↓
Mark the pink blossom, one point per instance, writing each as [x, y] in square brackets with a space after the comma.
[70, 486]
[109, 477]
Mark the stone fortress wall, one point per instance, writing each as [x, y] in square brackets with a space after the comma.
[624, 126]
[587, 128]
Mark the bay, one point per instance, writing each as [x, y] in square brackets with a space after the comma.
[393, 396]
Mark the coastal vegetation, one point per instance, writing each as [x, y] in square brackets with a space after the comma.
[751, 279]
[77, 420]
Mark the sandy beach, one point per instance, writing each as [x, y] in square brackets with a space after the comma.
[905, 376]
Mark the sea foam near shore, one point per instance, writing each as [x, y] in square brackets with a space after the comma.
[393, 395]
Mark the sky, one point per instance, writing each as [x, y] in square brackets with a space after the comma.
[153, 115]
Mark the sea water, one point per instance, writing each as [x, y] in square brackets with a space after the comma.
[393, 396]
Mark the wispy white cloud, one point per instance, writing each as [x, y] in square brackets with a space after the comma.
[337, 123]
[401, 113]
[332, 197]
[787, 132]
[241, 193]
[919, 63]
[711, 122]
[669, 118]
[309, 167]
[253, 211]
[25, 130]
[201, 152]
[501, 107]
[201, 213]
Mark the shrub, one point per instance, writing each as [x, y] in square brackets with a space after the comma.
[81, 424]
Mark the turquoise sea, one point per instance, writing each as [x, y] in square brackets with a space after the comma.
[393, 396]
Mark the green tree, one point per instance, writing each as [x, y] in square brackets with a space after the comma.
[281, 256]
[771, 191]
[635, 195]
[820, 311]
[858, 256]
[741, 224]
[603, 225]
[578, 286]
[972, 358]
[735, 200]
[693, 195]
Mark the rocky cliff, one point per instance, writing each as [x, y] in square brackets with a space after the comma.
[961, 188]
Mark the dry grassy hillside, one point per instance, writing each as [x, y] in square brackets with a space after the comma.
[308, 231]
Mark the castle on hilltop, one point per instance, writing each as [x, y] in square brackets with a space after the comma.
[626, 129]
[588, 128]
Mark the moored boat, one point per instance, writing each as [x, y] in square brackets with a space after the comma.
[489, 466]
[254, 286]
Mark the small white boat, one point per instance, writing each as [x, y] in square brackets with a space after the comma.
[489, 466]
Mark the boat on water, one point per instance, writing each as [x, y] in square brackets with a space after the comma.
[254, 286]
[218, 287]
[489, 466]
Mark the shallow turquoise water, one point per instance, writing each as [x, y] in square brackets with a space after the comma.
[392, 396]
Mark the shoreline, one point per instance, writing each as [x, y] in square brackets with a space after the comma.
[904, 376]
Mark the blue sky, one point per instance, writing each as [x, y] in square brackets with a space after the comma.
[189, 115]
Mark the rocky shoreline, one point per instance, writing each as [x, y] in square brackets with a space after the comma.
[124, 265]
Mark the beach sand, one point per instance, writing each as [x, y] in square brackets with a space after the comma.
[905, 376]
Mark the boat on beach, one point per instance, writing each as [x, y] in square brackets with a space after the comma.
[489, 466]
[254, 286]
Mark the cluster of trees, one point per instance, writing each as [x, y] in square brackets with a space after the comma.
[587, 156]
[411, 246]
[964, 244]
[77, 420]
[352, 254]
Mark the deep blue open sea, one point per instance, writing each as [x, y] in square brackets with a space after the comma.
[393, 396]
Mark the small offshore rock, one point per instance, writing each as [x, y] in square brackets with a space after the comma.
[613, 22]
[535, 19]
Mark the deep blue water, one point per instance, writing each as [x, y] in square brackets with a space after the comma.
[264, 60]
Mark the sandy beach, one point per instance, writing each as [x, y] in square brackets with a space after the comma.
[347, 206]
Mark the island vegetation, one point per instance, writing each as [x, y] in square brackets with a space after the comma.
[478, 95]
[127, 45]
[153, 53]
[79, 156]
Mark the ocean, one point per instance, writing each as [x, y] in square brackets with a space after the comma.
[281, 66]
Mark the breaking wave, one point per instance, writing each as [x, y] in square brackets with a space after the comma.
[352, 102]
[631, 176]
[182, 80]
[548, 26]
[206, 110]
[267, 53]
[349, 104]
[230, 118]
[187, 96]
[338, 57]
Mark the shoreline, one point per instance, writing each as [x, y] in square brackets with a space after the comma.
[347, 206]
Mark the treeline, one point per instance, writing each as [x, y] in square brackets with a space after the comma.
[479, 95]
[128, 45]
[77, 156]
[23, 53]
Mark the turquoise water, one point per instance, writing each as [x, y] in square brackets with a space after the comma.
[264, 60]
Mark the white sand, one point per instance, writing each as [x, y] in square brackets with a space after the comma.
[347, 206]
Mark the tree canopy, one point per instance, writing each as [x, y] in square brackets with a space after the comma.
↑
- _Work request_: The expected output is the complete listing, word for word.

- _Task response_:
Mark the pink blossom, one point per instance, writing each as [x, y] in square brackets with a space after the comma.
[70, 486]
[109, 477]
Mark the stone fortress wall, one point per instance, writing each as [x, y] in square brackets with a space after the comma.
[624, 126]
[587, 128]
Mark the bay, one point per instance, writing each as [x, y] in square brackets with a space after the comma.
[393, 396]
Mark the coastal vegetation, one point per instance, writing each as [x, y] in square brackets with a space after the comma.
[751, 279]
[77, 420]
Mark the sandy beach, one point per instance, writing each as [x, y] in square brackets with a space after the comma.
[905, 376]
Mark the sea foam near shore, one point per instance, writing each as [x, y] in square brackets with a space after the comma.
[393, 395]
Mark the sky, one point per instance, writing each as [x, y] in square brackets with a space after the comma.
[153, 115]
Mark the sea water, one point per instance, writing each as [x, y] in square brackets with a space after the comma.
[393, 396]
Mark the wispy white cloud, one point per instance, writing each as [x, y] in square brackets with a space after the comma.
[337, 123]
[401, 113]
[332, 197]
[787, 132]
[241, 193]
[919, 63]
[711, 122]
[669, 118]
[309, 167]
[253, 211]
[25, 130]
[201, 152]
[501, 107]
[201, 213]
Mark the shrub, one point per instance, writing each as [x, y] in square brackets with a space after the comma.
[81, 424]
Mark the turquoise sea, one point per instance, writing each as [x, y] in square brackets with a space after the comma.
[393, 396]
Mark the green tree, one point per instance, writing each as [x, y] in square brackets with a space after the comma.
[281, 256]
[771, 191]
[635, 195]
[820, 311]
[858, 256]
[741, 224]
[603, 225]
[578, 286]
[972, 358]
[735, 200]
[693, 195]
Mark the rocky cliff, one point per instance, writing each as [x, y] in square brackets with a space after the comma.
[961, 188]
Mark the dry grassy hillside, one point per instance, writing each as [x, y] in square brackets with a space after the comma.
[308, 231]
Mark the castle on hilltop, one point per instance, writing each as [x, y] in square brackets with a space after the comma.
[626, 129]
[588, 128]
Mark the moored boat, one point per instance, writing each as [x, y] in square brackets with a space after the comma.
[489, 466]
[254, 286]
Mark the small white boat, one point per instance, writing each as [x, y] in square brackets with a space after the comma.
[489, 466]
Mark the boat on water, one point per instance, writing each as [x, y] in square brackets with a space after the comma.
[254, 286]
[218, 287]
[489, 466]
Mark the shallow turquoise water, one point per instance, writing each as [x, y] in square brackets with a space after the comma.
[392, 396]
Mark the shoreline, one point per instance, writing each as [x, y] in square brackets with a space after the comma.
[904, 376]
Mark the blue sky, one point per instance, writing each as [x, y] in square brackets with a space after the comma.
[189, 115]
Mark the rocky shoreline, one point per instance, writing each as [x, y] in square brackets with a space after the comma.
[124, 265]
Mark the beach sand, one point per instance, writing each as [x, y] in square brackets with a space after the comma.
[905, 376]
Mark the boat on beach, one point per instance, writing each as [x, y] in square brackets with a space after the comma.
[489, 466]
[254, 286]
Mark the cluster of trees, one point per instance, writing each as [x, y] in square brackets with a space after the comma.
[587, 156]
[411, 246]
[964, 244]
[77, 420]
[352, 254]
Mark the deep blue open sea, one point per instance, writing each as [x, y] in square brackets with a space after the comma.
[393, 396]
Mark the small offshore rock, one point per instance, writing each as [x, y] in square brackets with a space after the comma.
[613, 22]
[535, 19]
Mark the deep blue water, one point per instance, writing each as [x, y] in square brackets with a space after the comma.
[264, 60]
Mark the sandy beach, one point per instance, writing each as [x, y] in square brackets with a space after the comma.
[347, 206]
Mark the island vegetation, one point per instance, writing each as [x, y] in square brackets with a space after the comma.
[478, 95]
[127, 45]
[153, 53]
[79, 156]
Mark the ocean, one point per instance, writing each as [x, y] in square brackets with a space after the comma.
[281, 66]
Mark the breaking wave, one point per instance, writing each as [x, y] in square brackets with a space after the comma.
[352, 102]
[631, 176]
[182, 80]
[548, 26]
[206, 110]
[267, 53]
[349, 104]
[230, 118]
[187, 96]
[338, 57]
Mark the shoreline, one point per instance, writing each as [x, y] in square brackets with a space after the comma.
[347, 206]
Mark the treeline, one point per instance, writing each as [x, y] in square brackets with a space after the comma.
[479, 95]
[128, 45]
[77, 156]
[23, 53]
Mark the turquoise water, one point per instance, writing each as [x, y] in square brackets with a space after the comma.
[264, 60]
Mark the white sand, one point per instance, writing each as [x, y] in square brackets with a space after the comma.
[347, 206]
Mark the tree canopy, one point per instance, writing each as [x, y] in square brackets with a space after the comma.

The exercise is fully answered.